INSTRUCCIONES>
- A) En el texto sobre el comentario y la crítica, ¿en qué clase de conocimientos se funda el comentario cuando no se apoya en los conocimientos particulares sobre la obra?
- B) Prolonga el texto sobre el comentario y la crítica a partir de su última frase.

TEXTO DE PARTIDA>
El comentario se desmarca así de la crítica concebida como el estudio lo más completo, detallado y riguroso posible de una obra. Pero tampoco es un ejercicio practicado en el vacío, basado en una subjetividad que da patente de corso al capricho o la arbitrariedad. Si no se asienta en los conocimientos “particulares” sobre el texto, es decir, ampliamente, en conocimientos históricos, ¿en qué se fundará? Creo que precisamente en conocimientos generales o “teóricos”. He aquí la cara del comentario (como de la crítica, se quiera o no) que mira a la teoría. Si puede comentarse —y se puede— un poema, una novela, una obra de teatro o una película cuyas circunstancias ignoráramos por completo es porque tenemos una idea de lo que sea la poesía y los distintos géneros de ficción. Aunque deba partir de la obra en cuestión, o de su lectura, el comentario se ve abocado a generalizar, a hablar en definitiva, además de sobre tal obra en particular, sobre el teatro, sobre la literatura, sobre la ficción.

DATOS PROPORCIONADOS>
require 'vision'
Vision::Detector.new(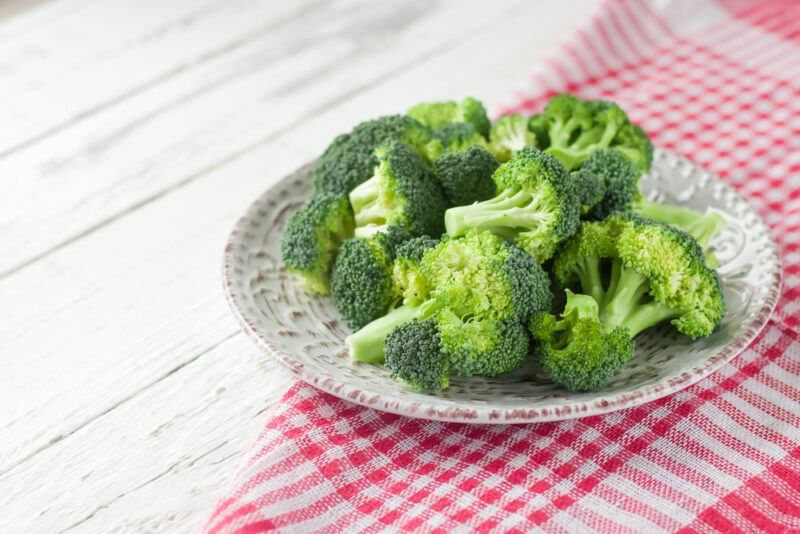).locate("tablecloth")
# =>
[206,0,800,533]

RESULTADOS ESPERADOS>
- A) En conocimientos generales o teóricos.

- B)
Todorov (1968) ponía en evidencia, al criticar el inmanentismo, la relación entre descripción y repetición: no es posible describir una obra “sin proyectar
sobre ella nada más que ella misma”, a no ser repitiéndola palabra por palabra. Lo que más se acerca a esa descripción ideal que es la repetición, y que tanto pobló los sueños de la razón de Jorge Luis Borges, como el de Pierre Menard autor del Quijote, es, en el plano real, la lectura. Al leer repetimos el texto; pero solo en cierto modo o en cierta medida. Lo que leemos es a la vez semejante y diferente a lo que hay en el texto. La identidad absoluta es imposible. En la lectura añadimos lo que deseamos encontrar en el texto y suprimimos lo que queremos evitar en él. Y el ingrediente de desvío o de diferencia que hay en la interpretación receptiva que es la lectura ¡cuánto no
aumentará en la interpretación discursiva que es el comentario!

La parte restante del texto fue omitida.